Selected passage:
Delving into “delve”

Figure 1

It turns out that ChatGPT tends to overuse certain words and phrases, including “delve”. According to one post, “delve” is among the 10 most common words found in text returned by ChatGPT.

If scientific authors use ChatGPT to assist them in writing their papers, then it is likely that these common ChatGPT words will appear, especially in introductions, abstracts and possibly titles.

Indeed, Jeremy Nguyen (@JeremyNguyenPhD) finds that mention of “delve” in papers on PubMed has greatly increased since 2023 (when ChatGPT appeared). He has Tweeted about this https://twitter.com/JeremyNguyenPhD/status/1774021645709295840

This piqued my curiosity. But it would seem that these counts need to be normalized to get a sense of how the proportion of papers using “delve” has grown. So, I took a look, using OpenAlex, an open source platform that indexes papers and other scholarly outputs.

Excerpted data:
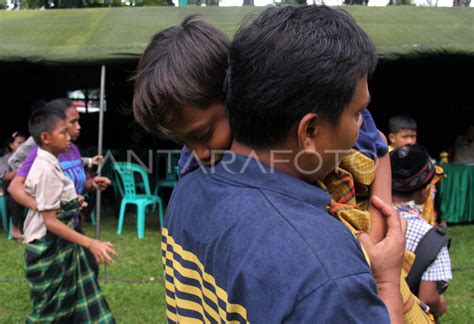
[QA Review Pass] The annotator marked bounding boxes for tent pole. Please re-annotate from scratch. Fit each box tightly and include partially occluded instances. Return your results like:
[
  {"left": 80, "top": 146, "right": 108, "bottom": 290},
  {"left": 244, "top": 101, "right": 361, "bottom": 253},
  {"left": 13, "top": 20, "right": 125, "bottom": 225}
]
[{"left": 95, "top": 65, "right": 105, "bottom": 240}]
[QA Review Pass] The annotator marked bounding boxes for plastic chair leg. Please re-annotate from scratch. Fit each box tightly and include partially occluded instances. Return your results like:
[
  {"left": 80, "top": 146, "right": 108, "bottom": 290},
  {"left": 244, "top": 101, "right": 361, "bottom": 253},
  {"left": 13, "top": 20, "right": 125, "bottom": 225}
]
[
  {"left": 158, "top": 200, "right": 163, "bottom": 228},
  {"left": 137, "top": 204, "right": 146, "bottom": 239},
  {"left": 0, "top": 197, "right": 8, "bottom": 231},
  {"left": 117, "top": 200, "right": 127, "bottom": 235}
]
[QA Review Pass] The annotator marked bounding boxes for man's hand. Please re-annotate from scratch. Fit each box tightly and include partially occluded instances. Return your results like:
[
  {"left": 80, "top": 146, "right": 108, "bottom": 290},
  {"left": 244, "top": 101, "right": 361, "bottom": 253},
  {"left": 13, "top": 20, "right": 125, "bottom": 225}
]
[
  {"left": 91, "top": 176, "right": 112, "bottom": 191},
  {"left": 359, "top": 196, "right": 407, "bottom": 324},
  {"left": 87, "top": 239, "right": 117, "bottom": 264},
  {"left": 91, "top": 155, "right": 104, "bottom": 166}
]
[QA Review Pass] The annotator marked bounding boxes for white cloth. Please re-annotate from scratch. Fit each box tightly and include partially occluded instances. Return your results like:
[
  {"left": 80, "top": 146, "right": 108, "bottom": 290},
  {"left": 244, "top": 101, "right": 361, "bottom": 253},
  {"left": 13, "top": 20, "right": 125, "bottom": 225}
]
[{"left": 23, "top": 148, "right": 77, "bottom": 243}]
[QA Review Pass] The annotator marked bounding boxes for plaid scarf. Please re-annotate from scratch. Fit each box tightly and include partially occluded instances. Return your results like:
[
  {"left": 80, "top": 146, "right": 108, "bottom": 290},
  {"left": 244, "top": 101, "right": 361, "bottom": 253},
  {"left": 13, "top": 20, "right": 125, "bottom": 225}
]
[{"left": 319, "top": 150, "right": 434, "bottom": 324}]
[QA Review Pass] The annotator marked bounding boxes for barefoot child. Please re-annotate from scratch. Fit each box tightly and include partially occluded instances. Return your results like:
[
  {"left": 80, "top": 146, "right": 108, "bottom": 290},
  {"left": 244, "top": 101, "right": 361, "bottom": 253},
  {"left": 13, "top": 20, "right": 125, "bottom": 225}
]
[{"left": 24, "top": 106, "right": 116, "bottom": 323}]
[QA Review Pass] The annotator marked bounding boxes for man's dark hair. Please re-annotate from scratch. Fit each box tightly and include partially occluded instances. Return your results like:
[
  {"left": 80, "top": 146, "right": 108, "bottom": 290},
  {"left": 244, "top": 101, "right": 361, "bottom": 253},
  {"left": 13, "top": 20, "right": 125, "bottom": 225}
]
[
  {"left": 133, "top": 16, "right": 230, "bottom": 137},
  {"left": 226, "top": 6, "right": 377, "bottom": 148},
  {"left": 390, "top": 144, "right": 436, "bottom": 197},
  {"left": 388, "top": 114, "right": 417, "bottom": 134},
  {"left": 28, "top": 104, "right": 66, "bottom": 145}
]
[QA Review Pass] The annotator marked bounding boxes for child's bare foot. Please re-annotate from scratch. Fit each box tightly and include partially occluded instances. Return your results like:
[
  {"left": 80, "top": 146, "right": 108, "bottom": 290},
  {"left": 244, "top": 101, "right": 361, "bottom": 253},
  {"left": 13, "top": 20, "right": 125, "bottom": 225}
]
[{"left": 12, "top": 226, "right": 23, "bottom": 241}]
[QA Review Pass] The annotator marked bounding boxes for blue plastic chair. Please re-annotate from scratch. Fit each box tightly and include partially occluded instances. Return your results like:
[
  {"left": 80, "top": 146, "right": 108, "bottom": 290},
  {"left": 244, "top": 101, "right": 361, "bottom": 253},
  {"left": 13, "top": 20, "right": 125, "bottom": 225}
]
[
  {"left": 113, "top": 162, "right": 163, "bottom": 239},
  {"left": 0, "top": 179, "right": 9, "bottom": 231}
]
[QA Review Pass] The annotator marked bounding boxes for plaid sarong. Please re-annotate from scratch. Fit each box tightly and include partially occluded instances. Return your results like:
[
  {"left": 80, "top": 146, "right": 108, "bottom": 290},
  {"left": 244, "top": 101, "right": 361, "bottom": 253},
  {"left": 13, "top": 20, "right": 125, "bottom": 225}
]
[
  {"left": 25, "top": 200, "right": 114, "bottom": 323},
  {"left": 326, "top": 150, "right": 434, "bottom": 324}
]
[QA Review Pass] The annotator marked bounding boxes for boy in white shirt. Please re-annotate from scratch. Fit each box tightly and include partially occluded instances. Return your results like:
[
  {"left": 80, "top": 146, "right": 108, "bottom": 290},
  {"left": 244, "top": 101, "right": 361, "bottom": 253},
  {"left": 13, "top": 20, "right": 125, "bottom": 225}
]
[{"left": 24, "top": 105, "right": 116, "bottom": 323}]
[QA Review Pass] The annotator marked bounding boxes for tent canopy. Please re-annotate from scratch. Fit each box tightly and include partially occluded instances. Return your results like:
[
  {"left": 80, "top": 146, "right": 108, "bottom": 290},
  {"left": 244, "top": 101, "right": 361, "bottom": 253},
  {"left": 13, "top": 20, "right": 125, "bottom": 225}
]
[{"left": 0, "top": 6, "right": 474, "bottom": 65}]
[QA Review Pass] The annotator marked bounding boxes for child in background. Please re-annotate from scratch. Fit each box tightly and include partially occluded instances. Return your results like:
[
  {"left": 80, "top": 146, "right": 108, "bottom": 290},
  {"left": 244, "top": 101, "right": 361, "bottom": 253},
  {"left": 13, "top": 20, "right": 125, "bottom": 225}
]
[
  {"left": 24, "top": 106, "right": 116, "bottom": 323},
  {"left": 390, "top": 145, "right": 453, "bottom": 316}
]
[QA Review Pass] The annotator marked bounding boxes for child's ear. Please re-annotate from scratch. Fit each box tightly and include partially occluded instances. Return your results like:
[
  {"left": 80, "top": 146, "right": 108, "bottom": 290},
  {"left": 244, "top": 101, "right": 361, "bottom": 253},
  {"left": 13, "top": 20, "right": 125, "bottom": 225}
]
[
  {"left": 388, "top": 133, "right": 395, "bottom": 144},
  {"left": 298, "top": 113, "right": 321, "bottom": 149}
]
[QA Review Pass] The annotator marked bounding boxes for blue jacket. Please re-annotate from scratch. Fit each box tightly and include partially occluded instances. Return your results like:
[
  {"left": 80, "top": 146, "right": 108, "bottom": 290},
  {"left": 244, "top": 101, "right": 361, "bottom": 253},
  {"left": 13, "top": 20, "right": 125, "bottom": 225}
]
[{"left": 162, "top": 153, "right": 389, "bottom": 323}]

What needs to be done: In the text about the word "delve," could you condense the paragraph beginning "This piqued my curiosity" into two sentences that keep its main facts?

Written response: Curious, I wanted to see how the proportion of papers using "delve" had grown, which meant the counts had to be normalized. I checked using OpenAlex, an open source platform that indexes papers and other scholarly outputs.